→ **What is asked**
Can you copy each of the records below word for word, keeping every line as it stands?

##### Record extracts #####

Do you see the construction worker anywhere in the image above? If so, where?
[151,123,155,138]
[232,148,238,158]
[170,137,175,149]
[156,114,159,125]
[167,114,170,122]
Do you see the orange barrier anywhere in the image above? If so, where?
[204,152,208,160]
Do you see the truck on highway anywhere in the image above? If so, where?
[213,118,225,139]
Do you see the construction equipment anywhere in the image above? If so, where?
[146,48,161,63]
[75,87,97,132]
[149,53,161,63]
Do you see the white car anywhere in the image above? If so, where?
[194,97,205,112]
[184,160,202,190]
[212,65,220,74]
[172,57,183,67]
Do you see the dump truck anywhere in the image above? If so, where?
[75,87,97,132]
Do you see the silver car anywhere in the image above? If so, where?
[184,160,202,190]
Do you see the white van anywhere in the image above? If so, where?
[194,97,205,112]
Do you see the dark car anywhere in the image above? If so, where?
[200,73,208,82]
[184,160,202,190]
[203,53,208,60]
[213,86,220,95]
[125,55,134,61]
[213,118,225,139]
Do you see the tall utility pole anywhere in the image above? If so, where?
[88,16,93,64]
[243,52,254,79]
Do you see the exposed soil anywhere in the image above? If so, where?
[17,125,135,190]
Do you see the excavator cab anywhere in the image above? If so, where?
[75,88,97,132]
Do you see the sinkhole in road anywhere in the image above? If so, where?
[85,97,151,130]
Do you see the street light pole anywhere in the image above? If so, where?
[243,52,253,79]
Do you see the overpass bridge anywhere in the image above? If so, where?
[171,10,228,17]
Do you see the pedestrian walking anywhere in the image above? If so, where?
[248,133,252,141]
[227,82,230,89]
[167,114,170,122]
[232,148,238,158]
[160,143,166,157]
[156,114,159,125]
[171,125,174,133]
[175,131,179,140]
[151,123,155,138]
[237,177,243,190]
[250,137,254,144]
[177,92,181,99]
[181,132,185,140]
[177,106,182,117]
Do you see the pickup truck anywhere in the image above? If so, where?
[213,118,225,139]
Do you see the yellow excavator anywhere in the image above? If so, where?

#####

→ **Solution**
Do you see the construction worker anywhere in the image above? If so, where?
[151,123,155,138]
[232,148,238,158]
[170,137,175,149]
[156,114,159,125]
[167,114,170,122]
Do you see the orange barrier anywhere in the image above? If so, where?
[204,152,208,160]
Do you see the truck on highway anywhere in the image above? If so, where?
[213,118,225,139]
Do you see the construction equipment anywhere in the image above? If so, where?
[146,48,161,63]
[75,87,97,132]
[149,53,161,63]
Do you see the white car anywhere in the image above? If so, where?
[194,97,205,112]
[184,160,202,190]
[212,65,220,74]
[172,57,183,67]
Do you see the dump truck anywhere in the image above? If so, where?
[75,87,97,132]
Do you see the silver car anywhere in the image above? If so, where?
[184,160,202,190]
Do you see the white van anywhere in the image above? If so, where?
[194,97,205,112]
Do you see the dark car anywhere in the image above? If so, where?
[200,73,208,82]
[184,160,202,190]
[203,53,208,60]
[213,86,220,95]
[125,55,134,61]
[213,118,225,139]
Do you see the tall utility pole anywhere in the image above? If so, where?
[88,16,93,64]
[243,52,254,79]
Do you see the exposed soil anywhere in the image above? If so, where?
[17,125,135,190]
Do you see the excavator cab anywhere in the image above? If so, where?
[75,88,97,132]
Do you see the sinkhole in road anywhere in the image above? If so, where?
[85,97,151,130]
Do you see the street light pole anywhere in the image above? If so, where?
[243,52,253,79]
Do you see the overpass bridge anywhere in the image above? If so, where?
[171,10,228,17]
Do you see the pedestrian walking anywhere in the image above? If so, where?
[248,133,252,141]
[227,82,230,89]
[167,114,170,122]
[232,148,238,158]
[160,143,166,157]
[156,114,159,125]
[171,125,174,133]
[175,131,179,140]
[151,123,155,138]
[237,177,243,190]
[250,137,254,144]
[177,92,181,99]
[181,132,185,140]
[177,106,182,117]
Do you see the pickup truck anywhere in the image above? If so, where?
[213,118,225,139]
Do you see the yellow excavator anywhere in the image above? If so, where?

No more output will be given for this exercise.